> _Excerto_:
_ _ _
A demolição dos prédios nºs 161, 165, 173 e 177 da Rua do XXX e dos nºs 73 e 75 da Rua XXX, foi agendada para o dia 15 de Março de 2014, mas com a intervenção dos 1º, 2º RR e demais pessoas, os trabalhos de demolição não lograram realizar?
Provado que a demolição dos prédios nºs 161, 165, 173 e 177 da Rua do XXX e dos nºs 73 e 75 da Rua XXX, foi agendada para o dia 15 de Março de 2014, mas devido à oposição dos 1º e 2º Réus e outras pessoas não foi possível realizá-la;

Ora, não há contradição nem omissões encontradas na resposta dada pelo distinto Colectivo, já que efectivamente foram as pessoas da 1ª Ré que impediram a tentativa de demolição dos prédios em causa, sendo irrelevantes se as pessoas eram ou não membros ou representantes da 1ª Ré/Associação. A resposta é conforme com os depoimentos das testemunhas ouvidas, quer arroladas pela Autora, quer pela 1ª Ré. Foi justamente por causa da intervenção de pessoas ligadas à 1ª Ré que não foi possível a demolição. É um argumento falido defender que as pessoas intervenientes nesse evento não eram representantes da 1ª Ré/Associação.
Pelo que, julga-se infundada a impugnação neste ponto.
*
Quesitos 13º a 16º
13º
     Em 1957, o imóvel referido em I) foi dado em arrendamento verbal pelo Senhor L aliás L1, para a Associação Ré, tendo sido acordado o pagamento da renda mensal no valor de MOP300,OO (trezentas patacas), o que perfazia o valor anual de MOP3.600,00 (três mil e seiscentas patacas)?
     Não Provado;
14º
     Senhor L aliás L1 é membro da família M e tinha poderes para dar de arrendamento?
_ _ _
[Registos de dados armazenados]
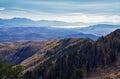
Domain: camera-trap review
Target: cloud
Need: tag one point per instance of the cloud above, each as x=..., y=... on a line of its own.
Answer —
x=1, y=8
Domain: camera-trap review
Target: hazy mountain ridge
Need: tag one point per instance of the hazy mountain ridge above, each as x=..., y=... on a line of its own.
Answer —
x=90, y=59
x=38, y=33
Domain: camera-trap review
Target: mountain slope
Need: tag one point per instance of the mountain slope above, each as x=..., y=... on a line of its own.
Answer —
x=82, y=58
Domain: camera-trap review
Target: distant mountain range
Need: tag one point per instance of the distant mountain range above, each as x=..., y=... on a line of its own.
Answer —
x=39, y=33
x=25, y=29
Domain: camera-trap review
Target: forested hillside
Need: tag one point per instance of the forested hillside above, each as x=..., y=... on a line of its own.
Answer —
x=69, y=58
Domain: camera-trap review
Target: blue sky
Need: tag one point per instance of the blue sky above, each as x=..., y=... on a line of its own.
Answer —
x=85, y=11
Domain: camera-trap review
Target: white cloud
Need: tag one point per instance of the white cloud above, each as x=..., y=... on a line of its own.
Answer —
x=1, y=8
_ _ _
> _Por fazer_:
• a. Segundo o excerto, para que dia foi agendada a demolição dos prédios?
• b. Transcreva do excerto tudo o que vai desde "Ora, não há" até "eram representantes da 1ª Ré/Associação.".

> _Resultados do exercício_:
• a. Para o dia 15 de Março de 2014.

• b.
Ora, não há contradição nem omissões encontradas na resposta dada pelo distinto Colectivo, já que efectivamente foram as pessoas da 1ª Ré que impediram a tentativa de demolição dos prédios em causa, sendo irrelevantes se as pessoas eram ou não membros ou representantes da 1ª Ré/Associação. A resposta é conforme com os depoimentos das testemunhas ouvidas, quer arroladas pela Autora, quer pela 1ª Ré. Foi justamente por causa da intervenção de pessoas ligadas à 1ª Ré que não foi possível a demolição. É um argumento falido defender que as pessoas intervenientes nesse evento não eram representantes da 1ª Ré/Associação.